TEXTO DE ORIGEM:
24 de agosto de 2015

100 Melhores Personagens de Filmes - Nº 1



Filme: Fight Club
Actor: Brad Pitt

por Miguel Pontares

Líder por natureza. 
Anti-consumismo. Nietzschiano. Revolucionário. 
Imaginário.

    É irónico que, depois de 99 personagens, o número 1 seja alguém que, de facto, não existe. 
  Tyler Durden é a personagem mais completa e fascinante que o Cinema já produziu, afirmando ser tudo aquilo que queremos ser mas não podemos (All the ways you wish you could be, that's me. I look like you wanna look, I fuck like you wanna fuck, I am smart, capable, and most importantly, I am free in all the ways that you are not).

    A manifestação da perturbação de identidade dissociativa do narrador (Edward Norton) explode carisma por todos os lados. Antes de o conhecermos pela primeira vez formalmente, no avião, vemo-lo por 6 vezes: 4 flashes que podemos não identificar se piscarmos os olhos naquele momento exacto, num anúncio televisivo e, bem mais declaradamente, no tapete rolante. Tyler faz e vende sabonete (concebido através de gordura humana), trabalha como projeccionista divertindo-se ao inserir frames impróprios, e urina nas sopas que serve enquanto empregado num hotel de luxo. Está longe de ser um exemplo, sendo inclusive um perigo quando o Fight Club se transforma no Projecto Mayhem -  quando a inspiração vira extremismo, anarquismo.

TAREFA ESCRITA A:
Responde a estas perguntas sobre o texto de origem, marcando as respostas da mesma forma:
(i) Que ator interpreta a personagem?
(ii) Quantas vezes vemos Tyler antes de o conhecermos formalmente no avião?
(iii) De que é feito o sabonete que Tyler faz e vende?
As linhas que se seguem não têm qualquer relação com o texto de origem.

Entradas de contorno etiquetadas
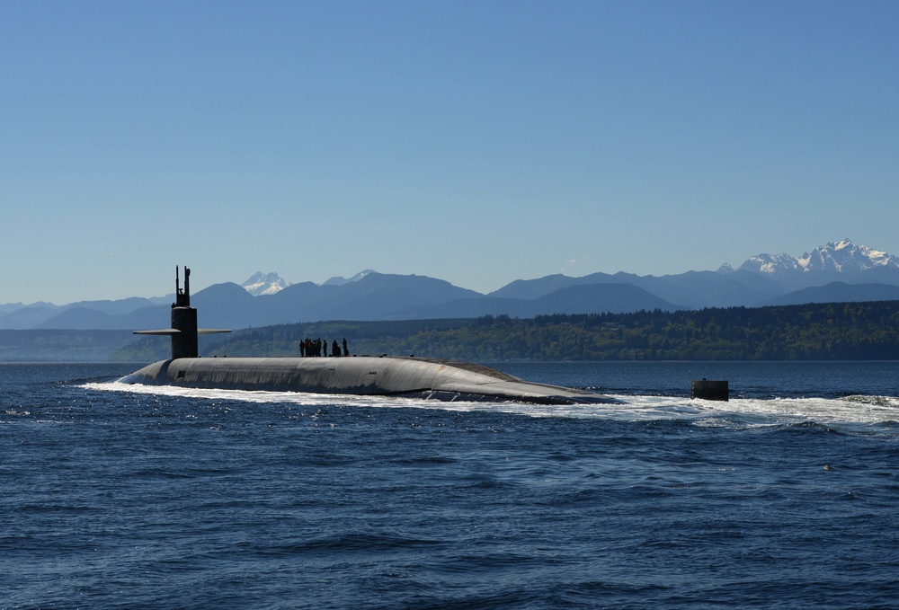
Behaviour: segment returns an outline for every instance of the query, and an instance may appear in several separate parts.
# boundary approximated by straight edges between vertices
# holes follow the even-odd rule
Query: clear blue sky
[[[0,3],[0,303],[899,253],[899,2]]]

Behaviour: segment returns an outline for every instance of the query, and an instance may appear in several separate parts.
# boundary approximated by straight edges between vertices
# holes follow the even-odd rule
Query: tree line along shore
[[[496,360],[896,360],[899,301],[554,314],[517,319],[322,322],[200,337],[207,357],[299,356],[306,337],[346,338],[352,355]],[[164,338],[111,355],[169,357]]]

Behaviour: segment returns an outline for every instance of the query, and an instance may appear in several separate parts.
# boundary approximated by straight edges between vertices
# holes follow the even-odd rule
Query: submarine
[[[230,332],[202,329],[191,306],[191,270],[181,288],[175,267],[172,326],[135,331],[168,335],[172,358],[127,375],[119,383],[218,390],[395,396],[439,401],[536,404],[614,404],[604,394],[524,381],[481,365],[435,358],[353,356],[318,358],[200,358],[198,335]]]

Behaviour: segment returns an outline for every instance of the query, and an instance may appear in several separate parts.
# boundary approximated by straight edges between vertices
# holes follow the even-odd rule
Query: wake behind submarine
[[[171,359],[144,367],[121,377],[120,383],[440,401],[537,404],[619,402],[603,394],[535,384],[487,367],[442,358],[387,356],[200,358],[199,334],[230,331],[197,327],[197,310],[191,306],[190,278],[191,270],[184,267],[184,289],[182,290],[178,268],[175,268],[175,302],[172,304],[171,328],[134,332],[171,336]]]

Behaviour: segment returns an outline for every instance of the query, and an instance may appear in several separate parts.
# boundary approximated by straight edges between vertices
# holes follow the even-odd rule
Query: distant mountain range
[[[174,296],[0,305],[0,329],[137,330],[169,322]],[[367,270],[322,285],[257,273],[191,296],[201,326],[246,328],[319,320],[414,320],[508,314],[627,313],[899,300],[899,259],[850,240],[794,258],[759,254],[738,268],[668,276],[619,272],[515,280],[484,295],[427,276]]]

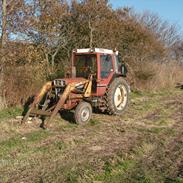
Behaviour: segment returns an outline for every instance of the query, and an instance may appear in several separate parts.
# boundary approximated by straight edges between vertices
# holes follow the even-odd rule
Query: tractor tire
[[[129,86],[123,78],[116,78],[108,87],[106,93],[107,112],[121,115],[128,105]]]
[[[85,124],[90,121],[92,116],[92,106],[88,102],[80,102],[75,109],[74,118],[77,124]]]

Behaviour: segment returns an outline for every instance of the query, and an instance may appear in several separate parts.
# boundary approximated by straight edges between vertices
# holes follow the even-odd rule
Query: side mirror
[[[76,77],[76,67],[72,66],[72,78]]]
[[[127,73],[128,73],[128,70],[127,70],[126,65],[125,65],[125,64],[122,64],[122,65],[121,65],[121,74],[122,74],[123,76],[126,76]]]

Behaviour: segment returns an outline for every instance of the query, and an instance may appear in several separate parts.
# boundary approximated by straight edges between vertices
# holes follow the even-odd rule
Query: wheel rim
[[[89,108],[84,108],[81,112],[81,120],[83,122],[87,121],[90,117],[90,110]]]
[[[117,110],[123,110],[127,103],[127,90],[125,86],[119,85],[114,93],[114,105]]]

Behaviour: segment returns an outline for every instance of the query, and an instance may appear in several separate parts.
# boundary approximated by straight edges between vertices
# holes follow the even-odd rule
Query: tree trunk
[[[7,11],[6,0],[2,0],[2,34],[1,34],[1,63],[0,63],[0,109],[6,107],[5,90],[4,90],[4,62],[5,62],[5,46],[7,42]]]
[[[2,35],[1,35],[1,45],[2,48],[5,47],[7,42],[7,32],[6,32],[6,25],[7,25],[7,11],[6,11],[6,0],[2,0]]]
[[[89,29],[90,29],[90,48],[93,47],[93,27],[91,26],[91,19],[89,18],[89,21],[88,21],[88,26],[89,26]]]

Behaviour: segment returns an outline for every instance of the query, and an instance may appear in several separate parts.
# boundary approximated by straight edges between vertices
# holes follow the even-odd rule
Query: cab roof
[[[118,51],[113,51],[104,48],[82,48],[82,49],[75,49],[74,52],[76,53],[104,53],[104,54],[116,54],[118,55]]]

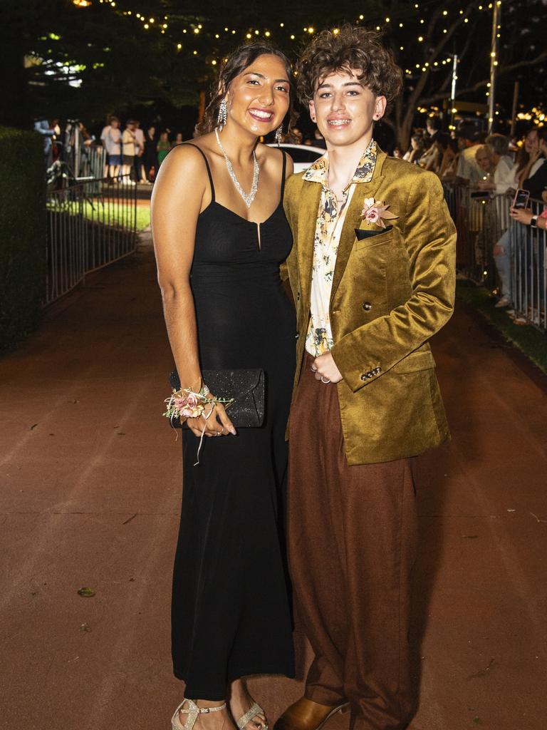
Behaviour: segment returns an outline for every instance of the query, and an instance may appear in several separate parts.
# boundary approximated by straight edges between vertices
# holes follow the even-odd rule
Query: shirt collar
[[[371,139],[368,146],[359,161],[353,177],[348,182],[347,188],[352,182],[370,182],[374,174],[376,164],[376,143]],[[329,153],[325,153],[311,165],[303,175],[303,180],[308,182],[320,182],[324,187],[328,188],[329,176]]]

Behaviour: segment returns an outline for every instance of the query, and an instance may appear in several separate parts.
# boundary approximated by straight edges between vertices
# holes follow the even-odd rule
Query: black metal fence
[[[509,196],[477,198],[465,185],[444,190],[458,231],[459,273],[505,295],[516,317],[547,331],[546,231],[513,220]],[[529,205],[536,215],[546,207],[539,200]]]
[[[50,191],[47,211],[44,306],[83,282],[86,274],[136,249],[136,189],[123,180]]]

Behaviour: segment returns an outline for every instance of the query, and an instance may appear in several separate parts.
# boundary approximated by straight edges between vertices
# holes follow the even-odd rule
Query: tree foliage
[[[516,79],[524,104],[545,91],[544,1],[503,0],[500,118],[511,112]],[[92,0],[87,7],[4,0],[2,8],[4,123],[21,126],[31,115],[97,119],[159,101],[197,104],[238,44],[267,37],[294,60],[313,33],[344,21],[379,28],[405,72],[405,91],[387,120],[400,144],[417,110],[441,108],[449,97],[451,53],[460,59],[457,98],[486,101],[492,10],[480,0]]]

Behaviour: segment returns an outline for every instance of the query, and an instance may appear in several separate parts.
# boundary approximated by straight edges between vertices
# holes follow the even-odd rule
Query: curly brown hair
[[[226,95],[226,92],[230,88],[230,84],[240,74],[242,74],[245,69],[253,64],[260,55],[276,55],[284,64],[287,71],[287,77],[290,82],[290,104],[289,110],[287,112],[285,119],[283,120],[288,123],[288,134],[290,135],[291,128],[295,122],[295,112],[294,110],[295,99],[295,83],[292,69],[290,62],[285,54],[276,48],[274,45],[266,42],[258,42],[255,43],[246,43],[238,46],[228,57],[222,66],[220,67],[218,78],[214,86],[211,94],[211,99],[203,113],[201,121],[196,125],[196,129],[200,134],[206,134],[212,132],[217,124],[218,110],[220,102]]]
[[[388,103],[403,88],[403,72],[393,54],[382,45],[379,33],[346,23],[338,32],[322,31],[300,56],[296,82],[303,103],[314,98],[320,81],[329,74],[358,69],[357,78],[375,96]]]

TAREFA ESCRITA B:
Converte para CSV de duas colunas, chamadas pedido e valor, as linhas dos dados fornecidos, começando no início dessas linhas e terminando na linha que contém "[[[0,3],[0,303],[899,253],[899,2]]]", ambas incluídas. Para cada uma, põe o texto e a resposta em campos entre aspas, troca as quebras de linha por espaços e deixa as imagens de fora.

RESPOSTA À TAREFA A:
(i) Brad Pitt.
(ii) Seis vezes.
(iii) Gordura humana.

RESPOSTA À TAREFA B:
pedido,valor
"Behaviour: segment returns an outline for every instance of the query, and an instance may appear in several separate parts. # boundary approximated by straight edges between vertices # holes follow the even-odd rule Query: clear blue sky","[[[0,3],[0,303],[899,253],[899,2]]]"